Exercise instructions: For each line below that holds the word "brown", make a copy.

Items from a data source

-- Opening Marker --

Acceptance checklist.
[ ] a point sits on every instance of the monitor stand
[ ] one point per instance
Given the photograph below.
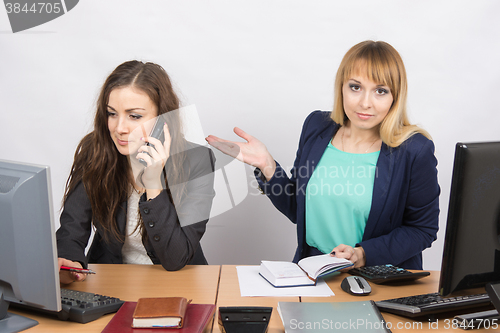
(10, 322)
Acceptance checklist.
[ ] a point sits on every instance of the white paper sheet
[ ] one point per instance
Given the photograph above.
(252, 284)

-- Closing Marker --
-- Opening Marker --

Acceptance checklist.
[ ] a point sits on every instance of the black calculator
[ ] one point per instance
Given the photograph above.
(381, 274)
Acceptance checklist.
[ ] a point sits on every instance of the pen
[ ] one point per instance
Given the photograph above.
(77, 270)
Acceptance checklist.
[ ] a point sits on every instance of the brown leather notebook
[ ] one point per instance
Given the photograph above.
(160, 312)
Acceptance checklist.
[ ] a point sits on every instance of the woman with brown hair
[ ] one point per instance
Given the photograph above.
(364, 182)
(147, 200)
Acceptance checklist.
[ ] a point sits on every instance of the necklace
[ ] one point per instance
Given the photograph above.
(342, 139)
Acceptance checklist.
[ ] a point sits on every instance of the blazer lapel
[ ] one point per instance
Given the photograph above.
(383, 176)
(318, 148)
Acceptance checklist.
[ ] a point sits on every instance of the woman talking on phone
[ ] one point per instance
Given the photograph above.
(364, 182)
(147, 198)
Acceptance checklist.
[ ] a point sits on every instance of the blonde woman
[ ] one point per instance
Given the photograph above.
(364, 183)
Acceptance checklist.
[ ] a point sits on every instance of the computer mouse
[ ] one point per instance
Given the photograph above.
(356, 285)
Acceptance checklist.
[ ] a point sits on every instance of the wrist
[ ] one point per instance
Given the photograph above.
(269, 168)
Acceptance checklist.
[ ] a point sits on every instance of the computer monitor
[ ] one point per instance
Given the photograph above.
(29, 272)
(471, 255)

-- Closing Marker --

Answer:
[ ] a point sits on every instance of the brown leather notebook
[ ] a point sits on every instance of the woman with brown hair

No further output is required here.